Supplied material -
-- START --
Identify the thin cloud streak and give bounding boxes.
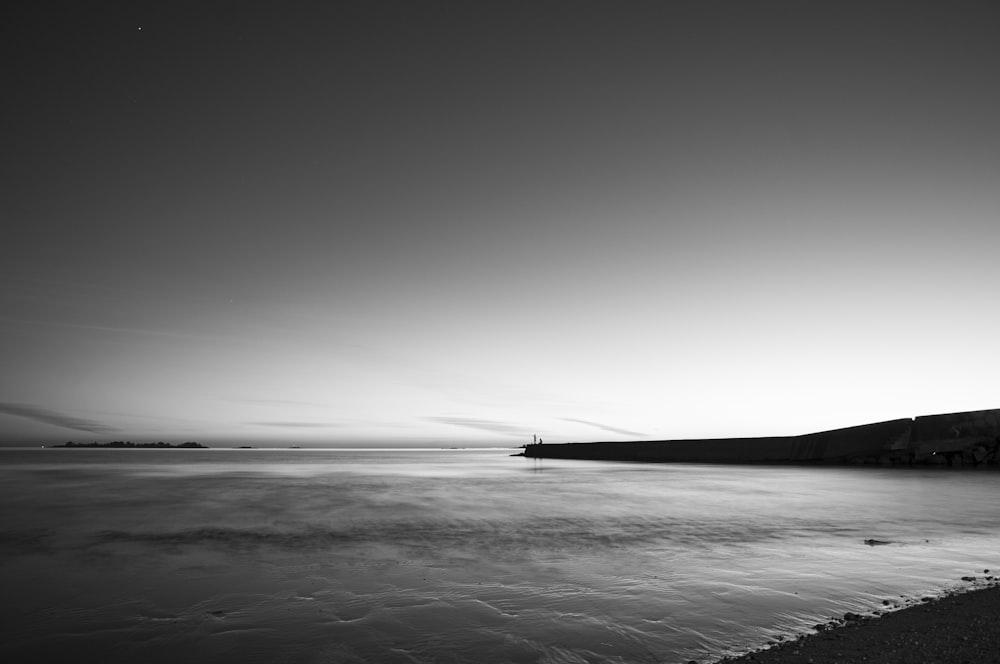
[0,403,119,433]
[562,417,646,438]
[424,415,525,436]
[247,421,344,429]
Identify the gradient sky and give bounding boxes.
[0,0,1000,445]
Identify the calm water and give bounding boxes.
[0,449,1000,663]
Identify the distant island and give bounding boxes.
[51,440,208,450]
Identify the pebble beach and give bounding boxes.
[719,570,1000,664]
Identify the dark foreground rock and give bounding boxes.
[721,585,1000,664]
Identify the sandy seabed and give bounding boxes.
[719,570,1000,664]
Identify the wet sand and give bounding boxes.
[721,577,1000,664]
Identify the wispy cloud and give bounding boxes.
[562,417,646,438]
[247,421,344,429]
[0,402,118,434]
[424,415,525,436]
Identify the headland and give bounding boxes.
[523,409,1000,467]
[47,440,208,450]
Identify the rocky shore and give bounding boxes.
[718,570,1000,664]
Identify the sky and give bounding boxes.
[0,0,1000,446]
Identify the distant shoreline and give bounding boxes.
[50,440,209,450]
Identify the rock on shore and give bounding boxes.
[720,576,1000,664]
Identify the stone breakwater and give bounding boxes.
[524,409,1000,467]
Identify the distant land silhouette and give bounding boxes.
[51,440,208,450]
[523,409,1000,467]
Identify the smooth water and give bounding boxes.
-- END --
-- START --
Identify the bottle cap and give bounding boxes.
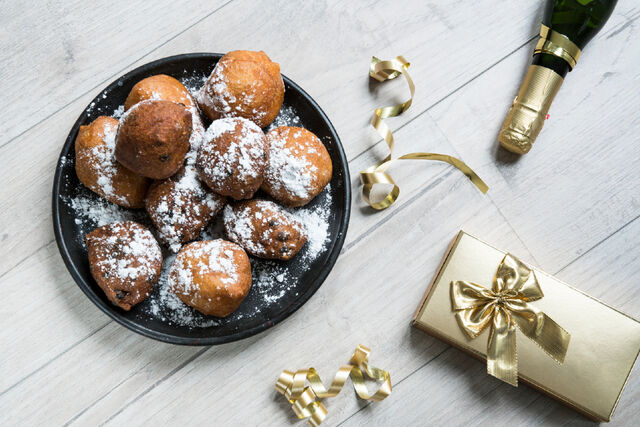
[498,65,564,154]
-- END --
-- START --
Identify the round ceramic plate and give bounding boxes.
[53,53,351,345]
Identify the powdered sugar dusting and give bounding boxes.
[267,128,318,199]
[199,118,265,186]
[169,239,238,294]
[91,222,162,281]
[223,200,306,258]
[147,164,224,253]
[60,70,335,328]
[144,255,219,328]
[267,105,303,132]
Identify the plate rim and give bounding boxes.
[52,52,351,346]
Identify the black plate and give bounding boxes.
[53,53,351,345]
-- END --
Task prompt -
Please rewrite the items as a JSON list of strings, one string per line, starting with the line containing "Identify the calm" and going on through the line containing "[50,440,209,450]", leaving out any blank lines.

Full solution -
[
  "Identify the calm water and give bounding boxes.",
  "[0,449,1000,663]",
  "Identify the distant island and give bounding boxes.",
  "[51,440,208,450]",
  "Identify the pebble beach and give bounding boxes.",
  "[719,570,1000,664]",
  "Identify the dark foreground rock and give bounding boxes.",
  "[721,585,1000,664]",
  "Identify the sandy seabed and give bounding boxes.",
  "[719,570,1000,664]",
  "Identify the wet sand and give bounding boxes.",
  "[721,577,1000,664]",
  "Identify the wispy cloud and give bounding boxes.",
  "[562,417,646,438]",
  "[247,421,344,429]",
  "[0,402,118,434]",
  "[424,415,525,436]",
  "Identify the headland and give bounding boxes.",
  "[523,409,1000,467]",
  "[47,440,208,450]",
  "Identify the rocky shore and give bounding boxes.",
  "[718,570,1000,664]",
  "Identify the sky and give bounding boxes.",
  "[0,0,1000,446]",
  "Identify the distant shoreline and give bounding boxes.",
  "[50,440,209,450]"
]